Image boundary annotation data:
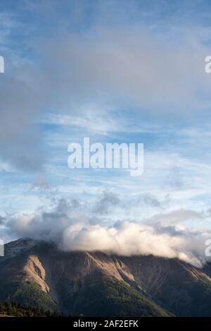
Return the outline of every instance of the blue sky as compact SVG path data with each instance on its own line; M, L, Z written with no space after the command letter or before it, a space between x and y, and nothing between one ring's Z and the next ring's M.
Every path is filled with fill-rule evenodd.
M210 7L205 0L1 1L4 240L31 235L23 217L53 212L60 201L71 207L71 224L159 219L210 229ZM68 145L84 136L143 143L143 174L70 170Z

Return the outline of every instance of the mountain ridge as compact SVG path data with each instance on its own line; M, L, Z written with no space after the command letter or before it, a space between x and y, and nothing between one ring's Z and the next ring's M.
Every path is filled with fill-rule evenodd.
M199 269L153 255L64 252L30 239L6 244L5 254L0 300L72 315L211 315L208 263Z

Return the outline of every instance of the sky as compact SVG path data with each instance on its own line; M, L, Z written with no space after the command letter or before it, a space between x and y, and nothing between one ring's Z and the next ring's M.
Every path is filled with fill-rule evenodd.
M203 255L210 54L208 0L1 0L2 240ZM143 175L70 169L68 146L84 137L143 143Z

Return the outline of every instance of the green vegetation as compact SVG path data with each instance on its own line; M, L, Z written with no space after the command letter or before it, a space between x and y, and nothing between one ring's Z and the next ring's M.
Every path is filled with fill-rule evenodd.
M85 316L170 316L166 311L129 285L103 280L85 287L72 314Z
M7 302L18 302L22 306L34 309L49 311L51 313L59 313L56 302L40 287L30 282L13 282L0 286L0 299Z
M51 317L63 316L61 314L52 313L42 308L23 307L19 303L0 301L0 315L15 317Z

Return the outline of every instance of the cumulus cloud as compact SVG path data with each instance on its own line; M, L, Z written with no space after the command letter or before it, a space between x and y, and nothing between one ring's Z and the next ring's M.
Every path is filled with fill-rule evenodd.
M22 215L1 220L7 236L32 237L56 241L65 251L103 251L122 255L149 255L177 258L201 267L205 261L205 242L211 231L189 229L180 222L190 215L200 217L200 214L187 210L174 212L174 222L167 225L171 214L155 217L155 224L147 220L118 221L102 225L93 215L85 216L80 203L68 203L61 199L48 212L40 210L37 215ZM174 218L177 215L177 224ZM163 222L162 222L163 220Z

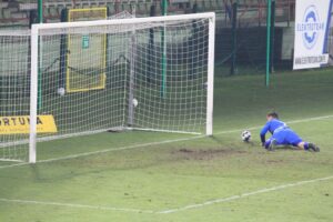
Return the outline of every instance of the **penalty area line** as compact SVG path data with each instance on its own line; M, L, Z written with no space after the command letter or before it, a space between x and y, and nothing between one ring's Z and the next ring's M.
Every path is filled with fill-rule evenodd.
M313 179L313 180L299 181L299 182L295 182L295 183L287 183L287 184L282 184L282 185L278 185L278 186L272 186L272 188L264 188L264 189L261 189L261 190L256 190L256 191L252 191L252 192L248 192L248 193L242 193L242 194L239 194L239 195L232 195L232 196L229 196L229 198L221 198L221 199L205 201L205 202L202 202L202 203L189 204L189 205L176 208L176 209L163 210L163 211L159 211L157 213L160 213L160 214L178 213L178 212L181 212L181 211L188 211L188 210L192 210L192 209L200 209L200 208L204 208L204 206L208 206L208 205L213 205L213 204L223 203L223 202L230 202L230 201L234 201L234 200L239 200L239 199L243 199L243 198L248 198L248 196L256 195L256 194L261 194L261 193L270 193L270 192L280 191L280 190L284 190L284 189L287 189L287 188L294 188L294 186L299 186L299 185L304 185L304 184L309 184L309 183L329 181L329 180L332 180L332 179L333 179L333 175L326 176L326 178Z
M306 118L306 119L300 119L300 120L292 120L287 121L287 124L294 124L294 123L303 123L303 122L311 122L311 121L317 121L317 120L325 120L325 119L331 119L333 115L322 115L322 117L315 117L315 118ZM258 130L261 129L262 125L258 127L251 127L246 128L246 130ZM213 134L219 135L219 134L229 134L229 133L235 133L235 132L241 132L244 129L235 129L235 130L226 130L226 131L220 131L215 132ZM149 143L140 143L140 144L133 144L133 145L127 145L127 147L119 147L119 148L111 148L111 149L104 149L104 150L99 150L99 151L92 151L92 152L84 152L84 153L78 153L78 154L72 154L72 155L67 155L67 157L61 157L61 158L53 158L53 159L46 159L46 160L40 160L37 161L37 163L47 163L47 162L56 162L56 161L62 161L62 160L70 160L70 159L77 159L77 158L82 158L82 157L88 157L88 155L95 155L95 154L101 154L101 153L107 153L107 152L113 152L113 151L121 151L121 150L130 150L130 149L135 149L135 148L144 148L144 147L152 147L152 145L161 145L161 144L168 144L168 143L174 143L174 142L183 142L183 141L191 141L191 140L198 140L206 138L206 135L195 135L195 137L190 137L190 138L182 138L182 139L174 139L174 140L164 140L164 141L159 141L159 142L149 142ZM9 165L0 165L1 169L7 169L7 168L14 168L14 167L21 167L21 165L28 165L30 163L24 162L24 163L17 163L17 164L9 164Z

Task statement – Convert the lines above into a JSON list of strings, one string per line, with blank lines left out. Omit the picture lines.

Result of this exercise –
[
  "Return the outline of every instance of the blue sky as compact SVG path data with each instance on its own line; M, L, Z written with no space after the command letter or before it, a space between x and y, and nothing between one ring's Z and the next ring's M.",
  "Every path is filled with fill-rule evenodd.",
  "M210 7L205 0L1 1L4 240L31 235L23 217L53 212L60 201L71 207L71 224L159 219L210 229ZM68 145L84 136L143 143L143 174L70 170Z",
  "Return the outline of every instance of the mountain ridge as compact SVG path data with each instance on its own line; M, L, Z written with no space after the command letter or before it, a space between x and y, and nothing between one ring's Z and the next ring's M.",
  "Every path is filled with fill-rule evenodd.",
  "M199 269L153 255L64 252L30 239L6 244L5 254L0 300L72 315L211 315L208 263Z",
  "Return the outline of every instance of the sky as compact SVG path data with each instance on its own line; M, L, Z written with no space after the command letter or before it, a space between x and y, and nothing between one ring's Z and the next ring's M.",
  "Every path is filled with fill-rule evenodd.",
  "M203 255L210 54L208 0L1 0L2 240ZM143 175L70 169L68 146L84 137L143 143Z",
  "Return the outline of every instance of the green vegetation as compact SVG path data with each instance on its own line; M, L, Z written with no space after the command letter or before it, a space between x and y, and nothing between one ring's Z and the next ring's M.",
  "Every path is filled with fill-rule evenodd.",
  "M85 316L170 316L166 311L129 285L103 280L85 287L72 314Z",
  "M7 302L18 302L22 306L34 309L49 311L51 313L59 313L56 302L40 287L30 282L13 282L0 286L0 299Z",
  "M51 317L63 316L61 314L52 313L42 308L23 307L19 303L0 301L0 315L15 317Z",
  "Return the outline of every instance of the cumulus cloud as compact SVG path data with each instance on its own line; M, L, Z written with no space after the command letter or before it, a space between x and y, and nothing between one ring's Z and the next ring's M.",
  "Every path is filled with fill-rule evenodd.",
  "M22 215L1 220L7 236L32 237L56 241L65 251L103 251L122 255L149 255L177 258L201 267L205 261L205 242L211 231L189 229L180 222L190 215L200 217L200 214L187 210L174 212L174 222L167 225L171 214L155 217L155 224L147 220L118 221L102 225L93 215L85 216L80 203L68 203L61 199L48 212L40 210L37 215ZM174 218L177 215L177 224ZM163 222L162 222L163 220Z",
  "Return the outline of every instance of the **penalty area line** as compact SVG path data with each instance on its own line; M, L, Z written with no space after the command letter or before it, a space between x and y, and nothing between one ring's Z and the next ring's M.",
  "Every path is filled with fill-rule evenodd.",
  "M313 179L313 180L299 181L299 182L295 182L295 183L287 183L287 184L282 184L282 185L278 185L278 186L272 186L272 188L264 188L264 189L261 189L261 190L256 190L256 191L252 191L252 192L248 192L248 193L242 193L242 194L239 194L239 195L232 195L232 196L229 196L229 198L221 198L221 199L205 201L205 202L202 202L202 203L189 204L189 205L176 208L176 209L163 210L163 211L159 211L157 213L160 213L160 214L178 213L178 212L181 212L181 211L188 211L188 210L192 210L192 209L200 209L200 208L204 208L204 206L208 206L208 205L213 205L213 204L223 203L223 202L230 202L230 201L234 201L234 200L239 200L239 199L243 199L243 198L248 198L248 196L256 195L256 194L261 194L261 193L270 193L270 192L280 191L280 190L284 190L284 189L287 189L287 188L294 188L294 186L299 186L299 185L304 185L304 184L309 184L309 183L329 181L329 180L332 180L332 179L333 179L333 175L326 176L326 178Z",
  "M306 118L306 119L300 119L300 120L292 120L287 121L287 124L294 124L294 123L303 123L303 122L311 122L311 121L317 121L317 120L325 120L325 119L331 119L333 115L322 115L322 117L315 117L315 118ZM258 130L261 129L262 125L258 127L251 127L246 128L246 130ZM213 134L219 135L219 134L229 134L229 133L235 133L235 132L241 132L244 129L235 129L235 130L226 130L226 131L220 131L215 132ZM149 143L140 143L140 144L133 144L133 145L127 145L127 147L119 147L119 148L111 148L111 149L104 149L104 150L99 150L99 151L92 151L92 152L84 152L84 153L78 153L78 154L72 154L72 155L67 155L67 157L61 157L61 158L53 158L53 159L46 159L46 160L40 160L37 161L37 163L47 163L47 162L56 162L56 161L62 161L62 160L70 160L70 159L77 159L77 158L82 158L82 157L88 157L88 155L95 155L95 154L101 154L101 153L107 153L107 152L113 152L113 151L121 151L121 150L130 150L130 149L135 149L135 148L144 148L144 147L152 147L152 145L161 145L161 144L168 144L168 143L174 143L174 142L183 142L183 141L191 141L191 140L198 140L206 138L206 135L195 135L195 137L190 137L190 138L182 138L182 139L174 139L174 140L164 140L164 141L159 141L159 142L149 142ZM9 165L0 165L1 169L7 169L7 168L14 168L14 167L21 167L21 165L28 165L30 163L24 162L24 163L17 163L17 164L9 164Z"
]